[start of Input records]
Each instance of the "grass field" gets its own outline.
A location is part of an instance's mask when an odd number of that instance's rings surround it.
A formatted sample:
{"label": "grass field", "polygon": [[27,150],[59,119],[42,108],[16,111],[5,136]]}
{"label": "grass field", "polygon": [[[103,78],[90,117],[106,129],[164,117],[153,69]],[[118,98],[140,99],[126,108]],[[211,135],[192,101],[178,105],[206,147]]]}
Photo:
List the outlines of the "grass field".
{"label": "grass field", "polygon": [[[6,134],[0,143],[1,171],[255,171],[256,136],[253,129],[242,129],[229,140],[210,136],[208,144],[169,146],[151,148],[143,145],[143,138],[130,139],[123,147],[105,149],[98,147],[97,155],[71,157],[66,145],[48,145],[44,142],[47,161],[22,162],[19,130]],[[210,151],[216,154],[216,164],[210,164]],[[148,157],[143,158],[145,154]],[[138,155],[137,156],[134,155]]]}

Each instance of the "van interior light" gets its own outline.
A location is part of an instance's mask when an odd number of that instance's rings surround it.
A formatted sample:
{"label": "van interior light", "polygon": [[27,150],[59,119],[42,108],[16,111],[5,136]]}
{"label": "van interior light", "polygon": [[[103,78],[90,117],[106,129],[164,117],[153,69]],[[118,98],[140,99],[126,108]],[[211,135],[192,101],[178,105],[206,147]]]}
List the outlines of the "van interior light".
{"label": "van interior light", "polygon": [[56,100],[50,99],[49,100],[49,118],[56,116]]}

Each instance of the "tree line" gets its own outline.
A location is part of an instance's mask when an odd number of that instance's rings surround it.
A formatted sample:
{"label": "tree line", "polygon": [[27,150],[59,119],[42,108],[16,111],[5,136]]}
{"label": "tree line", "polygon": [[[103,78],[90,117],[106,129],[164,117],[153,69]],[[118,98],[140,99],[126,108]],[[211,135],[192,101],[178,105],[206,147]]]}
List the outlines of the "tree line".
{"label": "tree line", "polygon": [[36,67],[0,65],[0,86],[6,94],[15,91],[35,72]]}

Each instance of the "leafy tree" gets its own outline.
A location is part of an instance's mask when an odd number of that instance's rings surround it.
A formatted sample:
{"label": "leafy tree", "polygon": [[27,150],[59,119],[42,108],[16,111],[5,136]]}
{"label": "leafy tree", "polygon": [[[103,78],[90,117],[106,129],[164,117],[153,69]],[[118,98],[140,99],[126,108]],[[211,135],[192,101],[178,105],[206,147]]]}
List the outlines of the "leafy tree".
[end of Input records]
Repeat the preceding lines exactly, please, every one of them.

Each instance of the "grass field" gets its own outline.
A location is part of an instance's mask when an odd number of that instance's rings surround it.
A formatted sample:
{"label": "grass field", "polygon": [[27,150],[59,119],[42,108],[16,111],[5,136]]}
{"label": "grass field", "polygon": [[[103,78],[90,117],[106,129],[164,117],[153,69]],[[118,98],[140,99],[126,108]],[[211,135],[192,101],[178,105],[206,147]]]}
Photo:
List the outlines of the "grass field".
{"label": "grass field", "polygon": [[[6,134],[0,143],[1,171],[255,171],[256,136],[253,129],[242,129],[229,140],[210,136],[208,144],[169,146],[151,148],[143,145],[143,138],[130,139],[123,147],[105,149],[98,147],[97,155],[71,157],[66,145],[48,145],[44,142],[47,161],[22,162],[19,130]],[[210,151],[216,154],[216,164],[210,164]],[[148,157],[143,158],[145,154]],[[138,155],[137,156],[134,155]]]}

Each instance of the "van interior light" gets its own outline.
A location is part of an instance's mask when an odd number of that instance's rings surround it.
A formatted sample:
{"label": "van interior light", "polygon": [[27,150],[59,119],[42,108],[16,111],[5,136]]}
{"label": "van interior light", "polygon": [[[103,78],[90,117],[106,129],[164,117],[153,69]],[[118,98],[140,99],[126,108]],[[211,135],[192,101],[178,105],[206,147]]]}
List the outlines of the "van interior light".
{"label": "van interior light", "polygon": [[56,100],[50,99],[49,100],[49,118],[56,116]]}

Each instance of the "tree line" gets its own outline.
A location is part of an instance's mask when an odd number of that instance's rings surround it.
A formatted sample:
{"label": "tree line", "polygon": [[27,150],[59,119],[42,108],[16,111],[5,136]]}
{"label": "tree line", "polygon": [[[103,78],[90,117],[106,129],[164,117],[153,69]],[[118,98],[140,99],[126,108]],[[211,135],[192,101],[178,105],[206,147]]]}
List the outlines of the "tree line".
{"label": "tree line", "polygon": [[36,67],[0,65],[0,86],[6,94],[15,91],[35,72]]}

Each instance of the "leafy tree" gets its own outline.
A location is part of an instance's mask when an odd number of that instance's rings surround it.
A formatted sample:
{"label": "leafy tree", "polygon": [[27,150],[59,119],[42,108],[16,111],[5,136]]}
{"label": "leafy tree", "polygon": [[[103,78],[90,117],[106,129],[164,117],[153,69]],[[118,98],[140,99],[126,108]],[[211,135],[192,101],[178,105],[206,147]]]}
List the outlines of the "leafy tree".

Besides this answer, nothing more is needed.